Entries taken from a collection

┄┄┄┄┄┄┄┄┄┄

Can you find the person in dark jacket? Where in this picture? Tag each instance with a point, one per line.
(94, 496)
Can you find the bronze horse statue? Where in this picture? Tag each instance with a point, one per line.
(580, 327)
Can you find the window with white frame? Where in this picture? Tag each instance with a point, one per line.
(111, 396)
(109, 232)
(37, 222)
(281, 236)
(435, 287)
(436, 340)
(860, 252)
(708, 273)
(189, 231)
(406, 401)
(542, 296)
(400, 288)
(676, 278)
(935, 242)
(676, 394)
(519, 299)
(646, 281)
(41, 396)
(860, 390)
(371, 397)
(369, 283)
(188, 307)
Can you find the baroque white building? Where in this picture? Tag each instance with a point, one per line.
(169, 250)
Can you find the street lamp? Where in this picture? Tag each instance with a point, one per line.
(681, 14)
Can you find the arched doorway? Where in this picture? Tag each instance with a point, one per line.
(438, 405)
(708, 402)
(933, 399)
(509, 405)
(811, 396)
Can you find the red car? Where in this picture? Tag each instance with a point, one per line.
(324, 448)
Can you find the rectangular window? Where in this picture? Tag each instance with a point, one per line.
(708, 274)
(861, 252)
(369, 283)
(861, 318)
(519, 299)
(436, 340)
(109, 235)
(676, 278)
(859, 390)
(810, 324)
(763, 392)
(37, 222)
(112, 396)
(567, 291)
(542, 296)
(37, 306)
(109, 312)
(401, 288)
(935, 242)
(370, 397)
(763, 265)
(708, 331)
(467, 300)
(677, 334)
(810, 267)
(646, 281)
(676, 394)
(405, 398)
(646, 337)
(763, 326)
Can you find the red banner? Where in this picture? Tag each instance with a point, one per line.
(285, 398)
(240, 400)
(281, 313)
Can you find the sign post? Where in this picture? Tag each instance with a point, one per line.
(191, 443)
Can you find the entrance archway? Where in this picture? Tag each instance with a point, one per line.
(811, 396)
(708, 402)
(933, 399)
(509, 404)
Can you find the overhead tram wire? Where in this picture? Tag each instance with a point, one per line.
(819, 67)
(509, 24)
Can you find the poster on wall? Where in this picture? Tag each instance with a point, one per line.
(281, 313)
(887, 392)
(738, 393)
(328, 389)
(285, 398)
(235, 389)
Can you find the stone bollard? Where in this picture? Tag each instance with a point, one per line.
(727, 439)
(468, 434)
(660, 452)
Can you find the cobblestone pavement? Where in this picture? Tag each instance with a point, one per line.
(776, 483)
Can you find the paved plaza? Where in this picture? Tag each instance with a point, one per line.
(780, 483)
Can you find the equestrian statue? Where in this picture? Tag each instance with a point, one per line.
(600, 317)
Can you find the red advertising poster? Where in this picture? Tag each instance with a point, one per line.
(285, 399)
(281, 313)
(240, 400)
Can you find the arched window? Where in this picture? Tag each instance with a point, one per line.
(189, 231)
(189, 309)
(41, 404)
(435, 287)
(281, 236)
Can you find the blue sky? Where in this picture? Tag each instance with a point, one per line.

┄┄┄┄┄┄┄┄┄┄

Your goal: Every record is to be written out verbatim.

Reply:
Can you find the person in dark jacket? Where in this picture? Tag each instance with a point, one per line.
(94, 496)
Can you find the bronze horse statue? Where in this picture? Tag each instance with a point, one per line.
(580, 327)
Can you find the window with white frame? Where in this picture? Tag each instance with a point, one per line.
(111, 396)
(109, 232)
(37, 222)
(281, 236)
(435, 287)
(436, 340)
(860, 252)
(708, 273)
(189, 231)
(406, 401)
(542, 296)
(400, 288)
(676, 278)
(935, 242)
(676, 394)
(519, 299)
(646, 281)
(41, 396)
(860, 390)
(371, 397)
(369, 283)
(188, 307)
Can you find the baroque white building? Where in this picture? Tag each instance with a point, one per line.
(169, 250)
Can you find the street lamp? Where in this picture? Tag each instance with a point, one per line.
(681, 14)
Can you find the arched doorway? Where in this picture? Tag each instance with a point, one per line.
(438, 405)
(708, 402)
(933, 399)
(509, 405)
(811, 396)
Can you find the red car? Where in this picture? Tag each instance with a point, one per line.
(324, 448)
Can you find the rectangular window? Where in this picture? Tag each instance with a point, one per line.
(708, 274)
(861, 252)
(369, 283)
(861, 318)
(519, 299)
(436, 340)
(109, 235)
(676, 278)
(859, 390)
(810, 324)
(763, 392)
(37, 222)
(112, 396)
(567, 291)
(542, 296)
(37, 306)
(109, 312)
(401, 288)
(935, 242)
(370, 397)
(763, 265)
(708, 331)
(467, 300)
(677, 334)
(810, 267)
(646, 281)
(676, 394)
(405, 398)
(646, 337)
(763, 326)
Can you find the red banner? Where in this picture? Tag each instance with a point, one per line.
(285, 398)
(240, 400)
(281, 313)
Can you find the sign post? Where in this picture? Tag each instance with a point, one per line.
(191, 443)
Can you find the entrance archway? Where in this picture? Tag each instance with a point, one per line.
(811, 396)
(708, 402)
(933, 399)
(509, 404)
Can you find the overhead tram wire? Where in this picture? Tag each instance with a point, one per line.
(819, 67)
(509, 24)
Can you find the poster on wall? Where in this picture? Tag each instance with a point, one per line.
(281, 313)
(887, 392)
(738, 393)
(328, 389)
(285, 398)
(235, 389)
Can you find the stone bollard? Where in this picture? Tag each instance with a point, one per line.
(727, 439)
(468, 434)
(660, 452)
Can you find the cobblestone pavement? Where in this picture? Tag each instance with a point, one per line.
(776, 483)
Can you find the paved plaza? Where in this picture? Tag each instance with a point, one per line.
(780, 483)
Can you find the equestrian statue? Where in this picture? Tag each instance with a point, one per line.
(600, 317)
Can you find the red advertising poster? Where in this picture? Tag each instance with a point, one per line.
(285, 399)
(281, 313)
(240, 400)
Can you find the arched window? Where in this picture? Tag each instance with a point, one per line.
(189, 231)
(189, 309)
(41, 404)
(435, 287)
(281, 236)
Can you find the blue sky? Where in this picture? Tag each instance with a point, one per line.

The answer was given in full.